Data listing
------------------------------------------------------------------------

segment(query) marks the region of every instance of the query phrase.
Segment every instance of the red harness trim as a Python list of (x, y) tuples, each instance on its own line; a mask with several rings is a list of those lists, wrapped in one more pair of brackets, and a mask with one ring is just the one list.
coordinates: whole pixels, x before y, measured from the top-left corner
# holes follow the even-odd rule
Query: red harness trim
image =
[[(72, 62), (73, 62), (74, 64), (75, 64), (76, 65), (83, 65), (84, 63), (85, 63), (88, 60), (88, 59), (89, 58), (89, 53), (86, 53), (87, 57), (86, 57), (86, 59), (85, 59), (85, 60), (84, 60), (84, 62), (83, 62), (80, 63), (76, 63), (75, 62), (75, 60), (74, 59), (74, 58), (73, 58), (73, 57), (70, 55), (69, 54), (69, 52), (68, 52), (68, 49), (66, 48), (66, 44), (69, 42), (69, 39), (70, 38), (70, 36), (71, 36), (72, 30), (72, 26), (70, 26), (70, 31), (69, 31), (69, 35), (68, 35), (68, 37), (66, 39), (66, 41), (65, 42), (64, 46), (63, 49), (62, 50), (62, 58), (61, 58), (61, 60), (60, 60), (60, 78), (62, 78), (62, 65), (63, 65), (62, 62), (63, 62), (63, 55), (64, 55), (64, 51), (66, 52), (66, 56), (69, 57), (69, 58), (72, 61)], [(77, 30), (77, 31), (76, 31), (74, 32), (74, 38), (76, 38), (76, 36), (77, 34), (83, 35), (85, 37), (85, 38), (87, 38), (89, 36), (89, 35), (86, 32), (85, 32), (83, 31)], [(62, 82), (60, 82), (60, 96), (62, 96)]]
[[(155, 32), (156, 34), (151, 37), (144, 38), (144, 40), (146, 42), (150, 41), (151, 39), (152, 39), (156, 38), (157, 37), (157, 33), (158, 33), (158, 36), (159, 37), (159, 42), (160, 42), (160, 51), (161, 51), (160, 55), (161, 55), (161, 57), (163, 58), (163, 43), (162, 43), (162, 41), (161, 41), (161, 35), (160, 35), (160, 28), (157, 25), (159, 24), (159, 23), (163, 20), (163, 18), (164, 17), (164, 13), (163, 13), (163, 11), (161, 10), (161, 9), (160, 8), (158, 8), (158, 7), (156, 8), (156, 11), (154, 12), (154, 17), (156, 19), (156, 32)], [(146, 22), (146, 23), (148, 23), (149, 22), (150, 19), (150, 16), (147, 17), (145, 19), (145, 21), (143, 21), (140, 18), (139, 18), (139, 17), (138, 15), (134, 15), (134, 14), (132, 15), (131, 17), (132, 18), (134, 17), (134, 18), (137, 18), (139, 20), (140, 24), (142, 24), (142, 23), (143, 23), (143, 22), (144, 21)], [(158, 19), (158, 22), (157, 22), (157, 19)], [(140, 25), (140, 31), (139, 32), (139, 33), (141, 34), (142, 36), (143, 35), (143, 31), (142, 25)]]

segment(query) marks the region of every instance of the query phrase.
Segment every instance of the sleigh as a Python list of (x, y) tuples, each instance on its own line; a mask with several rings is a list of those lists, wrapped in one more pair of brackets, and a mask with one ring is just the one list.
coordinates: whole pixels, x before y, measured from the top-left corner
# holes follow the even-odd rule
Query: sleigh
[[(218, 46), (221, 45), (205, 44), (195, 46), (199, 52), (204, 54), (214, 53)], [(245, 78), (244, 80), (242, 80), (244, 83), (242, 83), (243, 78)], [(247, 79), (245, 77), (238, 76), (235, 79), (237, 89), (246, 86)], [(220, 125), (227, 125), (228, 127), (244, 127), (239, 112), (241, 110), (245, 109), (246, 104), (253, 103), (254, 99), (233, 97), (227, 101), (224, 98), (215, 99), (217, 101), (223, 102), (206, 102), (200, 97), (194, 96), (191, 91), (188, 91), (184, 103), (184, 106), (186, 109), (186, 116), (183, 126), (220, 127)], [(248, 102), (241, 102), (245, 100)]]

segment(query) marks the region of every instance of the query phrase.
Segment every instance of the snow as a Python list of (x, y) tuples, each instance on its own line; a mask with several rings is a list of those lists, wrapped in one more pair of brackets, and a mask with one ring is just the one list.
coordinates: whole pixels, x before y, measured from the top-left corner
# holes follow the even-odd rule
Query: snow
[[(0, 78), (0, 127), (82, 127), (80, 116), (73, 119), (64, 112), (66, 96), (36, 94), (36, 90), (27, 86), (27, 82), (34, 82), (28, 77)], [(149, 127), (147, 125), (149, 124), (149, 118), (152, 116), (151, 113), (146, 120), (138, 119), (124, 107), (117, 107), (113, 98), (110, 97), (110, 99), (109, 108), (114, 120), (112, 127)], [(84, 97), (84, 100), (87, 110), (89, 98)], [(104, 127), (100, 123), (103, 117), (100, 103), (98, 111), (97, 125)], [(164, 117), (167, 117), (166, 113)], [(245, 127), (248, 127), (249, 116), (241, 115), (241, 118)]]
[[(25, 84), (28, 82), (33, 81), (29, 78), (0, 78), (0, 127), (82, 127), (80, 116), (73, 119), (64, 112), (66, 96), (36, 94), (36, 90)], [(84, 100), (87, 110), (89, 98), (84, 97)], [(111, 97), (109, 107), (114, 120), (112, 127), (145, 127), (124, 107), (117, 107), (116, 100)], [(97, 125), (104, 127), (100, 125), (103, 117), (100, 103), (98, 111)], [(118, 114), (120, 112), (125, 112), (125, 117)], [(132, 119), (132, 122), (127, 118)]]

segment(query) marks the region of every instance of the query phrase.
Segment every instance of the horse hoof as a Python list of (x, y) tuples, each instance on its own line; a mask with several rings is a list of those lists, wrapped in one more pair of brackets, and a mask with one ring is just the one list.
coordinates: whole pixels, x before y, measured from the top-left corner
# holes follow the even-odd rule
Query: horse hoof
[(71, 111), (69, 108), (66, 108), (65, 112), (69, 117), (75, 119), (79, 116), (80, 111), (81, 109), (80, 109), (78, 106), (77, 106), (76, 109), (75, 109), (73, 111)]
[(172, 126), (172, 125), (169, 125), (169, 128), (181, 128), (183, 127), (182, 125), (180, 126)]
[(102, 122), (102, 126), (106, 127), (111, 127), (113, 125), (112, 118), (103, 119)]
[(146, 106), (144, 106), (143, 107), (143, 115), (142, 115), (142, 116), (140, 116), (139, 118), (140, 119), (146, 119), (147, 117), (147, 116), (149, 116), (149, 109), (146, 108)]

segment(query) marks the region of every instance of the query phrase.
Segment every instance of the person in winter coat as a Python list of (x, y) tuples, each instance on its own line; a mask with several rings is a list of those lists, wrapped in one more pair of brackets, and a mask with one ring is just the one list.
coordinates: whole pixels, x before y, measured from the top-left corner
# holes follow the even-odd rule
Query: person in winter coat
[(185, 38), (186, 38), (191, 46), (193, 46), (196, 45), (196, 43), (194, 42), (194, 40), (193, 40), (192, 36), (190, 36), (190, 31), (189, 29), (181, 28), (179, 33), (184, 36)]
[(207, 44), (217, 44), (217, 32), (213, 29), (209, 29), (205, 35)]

------------------------------------------------------------------------

WHAT IS BEING ASKED:
Reproduce every entry in the data listing above, keeping each line unchanged and in its original order.

EXPECTED ANSWER:
segment(query) marks the region of every instance of the query phrase.
Segment every instance of the red harness trim as a Python list of (x, y) tuples, each instance on its own line; a mask with several rings is a list of those lists, wrapped in one more pair of brackets, and a mask with one ring is just the one list.
coordinates: whole pixels, x before y, measured from the top-left corner
# holes follow the even-odd rule
Query: red harness trim
image =
[[(72, 62), (73, 62), (74, 64), (75, 64), (76, 65), (83, 65), (84, 63), (85, 63), (88, 60), (88, 59), (89, 58), (89, 53), (86, 53), (87, 57), (86, 57), (86, 59), (85, 59), (85, 60), (84, 60), (84, 62), (83, 62), (80, 63), (76, 63), (75, 62), (75, 60), (74, 59), (74, 58), (73, 58), (73, 57), (70, 55), (69, 54), (69, 52), (68, 52), (68, 49), (66, 48), (66, 44), (69, 42), (69, 39), (70, 38), (70, 36), (71, 36), (72, 30), (72, 26), (70, 26), (70, 31), (69, 31), (69, 35), (68, 35), (68, 37), (66, 39), (66, 41), (65, 42), (64, 46), (63, 49), (62, 50), (62, 58), (61, 58), (61, 60), (60, 60), (60, 78), (62, 78), (62, 65), (63, 65), (62, 62), (63, 62), (63, 55), (64, 55), (64, 51), (66, 52), (66, 56), (69, 57), (69, 58), (72, 61)], [(77, 30), (77, 31), (76, 31), (74, 32), (74, 38), (76, 38), (76, 36), (77, 34), (83, 35), (85, 37), (85, 38), (87, 38), (89, 36), (89, 35), (86, 32), (85, 32), (83, 31)], [(62, 82), (60, 82), (60, 96), (62, 96)]]
[[(155, 32), (156, 34), (151, 37), (144, 38), (144, 40), (146, 42), (150, 41), (151, 39), (152, 39), (156, 38), (157, 37), (157, 33), (158, 33), (158, 36), (159, 37), (159, 42), (160, 42), (160, 51), (161, 51), (160, 55), (161, 55), (161, 57), (163, 58), (163, 43), (162, 43), (162, 41), (161, 41), (161, 35), (160, 35), (160, 28), (157, 25), (159, 24), (159, 23), (163, 20), (163, 18), (164, 17), (164, 13), (163, 13), (163, 11), (161, 10), (161, 9), (160, 8), (158, 8), (158, 7), (156, 8), (156, 11), (154, 12), (154, 17), (156, 19), (156, 32)], [(146, 22), (146, 23), (148, 23), (149, 22), (150, 19), (150, 16), (147, 17), (145, 19), (145, 21), (143, 21), (140, 18), (139, 18), (139, 17), (138, 15), (134, 15), (134, 14), (132, 15), (131, 17), (132, 18), (134, 17), (134, 18), (137, 18), (139, 20), (140, 24), (142, 24), (142, 23), (143, 23), (143, 22), (144, 21)], [(158, 19), (158, 22), (157, 22), (157, 19)], [(140, 25), (140, 31), (139, 32), (139, 33), (141, 34), (142, 36), (143, 35), (143, 31), (142, 25)]]

segment(query) marks the region of every instance of the query phrase.
Segment every instance of the sleigh as a Python list of (x, y) tuples, each instance on its own line; a mask with several rings is a list of those lists, wrapped in one more pair of brackets, and a mask with one ring is just the one list.
coordinates: whole pixels, x before y, measured from the top-left corner
# holes follow the even-odd rule
Query: sleigh
[[(218, 46), (221, 45), (205, 44), (195, 46), (199, 52), (204, 54), (214, 53)], [(245, 78), (244, 80), (242, 80), (244, 83), (242, 83), (243, 78)], [(247, 79), (245, 77), (238, 76), (235, 79), (237, 89), (246, 86)], [(220, 125), (227, 125), (228, 127), (244, 127), (239, 112), (241, 110), (245, 109), (246, 104), (253, 103), (254, 99), (233, 97), (227, 101), (224, 98), (215, 99), (217, 101), (223, 102), (206, 102), (200, 97), (194, 96), (191, 91), (188, 91), (184, 103), (184, 106), (186, 109), (186, 116), (183, 126), (220, 127)], [(248, 102), (241, 102), (245, 100)]]

segment(query) marks the region of every instance of the query phrase.
Segment every instance of the snow as a Python list of (x, y) tuples, each instance on its own line; a mask with several rings is a list of those lists, wrapped in one more pair of brackets, and a mask with one ring is just the one list.
coordinates: whole pixels, x before y, measured from the top-left corner
# holes follow the even-odd rule
Query: snow
[[(0, 78), (0, 127), (82, 127), (80, 116), (73, 119), (64, 112), (66, 96), (36, 94), (36, 90), (27, 86), (27, 82), (34, 82), (28, 77)], [(149, 127), (147, 125), (149, 124), (149, 118), (152, 116), (151, 113), (146, 120), (138, 119), (124, 107), (117, 107), (113, 98), (110, 97), (110, 99), (109, 108), (114, 120), (112, 127)], [(84, 97), (84, 100), (87, 110), (89, 98)], [(104, 127), (100, 123), (103, 117), (100, 103), (98, 111), (97, 125)], [(164, 117), (167, 117), (166, 113)], [(245, 127), (248, 127), (249, 116), (241, 115), (241, 118)]]
[[(25, 84), (28, 82), (33, 81), (29, 78), (0, 78), (0, 127), (82, 127), (80, 116), (73, 119), (64, 112), (66, 96), (36, 94), (36, 90)], [(84, 100), (87, 110), (89, 98), (84, 97)], [(111, 97), (109, 107), (114, 120), (112, 127), (145, 127), (124, 107), (117, 107), (116, 100)], [(97, 125), (104, 127), (100, 125), (103, 117), (100, 103), (98, 111)], [(118, 114), (120, 112), (125, 112), (125, 117)], [(132, 119), (132, 122), (127, 118)]]

segment(query) marks the region of every instance of the query phrase.
Segment every instance of the horse hoof as a Python list of (x, y) tuples, each instance on its own line; a mask with several rings is a list of those lists, wrapped in one more pair of brackets, and a mask with one ring is just the one list.
coordinates: whole pixels, x before y, measured from the top-left corner
# holes follow the even-odd rule
Query: horse hoof
[(71, 111), (69, 108), (66, 108), (65, 112), (69, 117), (75, 119), (79, 116), (80, 111), (81, 109), (80, 109), (78, 106), (77, 106), (76, 109), (75, 109), (73, 111)]
[(172, 126), (172, 125), (169, 125), (169, 128), (181, 128), (183, 127), (182, 125), (180, 126)]
[(102, 122), (102, 126), (106, 127), (111, 127), (113, 125), (112, 118), (103, 119)]
[(146, 106), (144, 106), (143, 107), (143, 115), (142, 115), (142, 116), (140, 116), (139, 118), (140, 119), (146, 119), (147, 117), (147, 116), (149, 116), (149, 109), (146, 108)]

segment(query) marks the region of every instance of the query phrase.
Segment every instance of the person in winter coat as a Python list of (x, y) tuples, each instance on its own line; a mask with several rings is a list of those lists, wrapped in one more pair of brackets, and a mask with one ring is just the one list.
coordinates: whole pixels, x before y, measured from the top-left corner
# holes follow the even-odd rule
Query: person in winter coat
[(185, 38), (186, 38), (191, 46), (193, 46), (196, 45), (196, 43), (194, 42), (194, 40), (193, 40), (192, 36), (190, 36), (190, 31), (189, 29), (181, 28), (179, 33), (184, 36)]
[(207, 44), (217, 44), (217, 32), (213, 29), (209, 29), (205, 35)]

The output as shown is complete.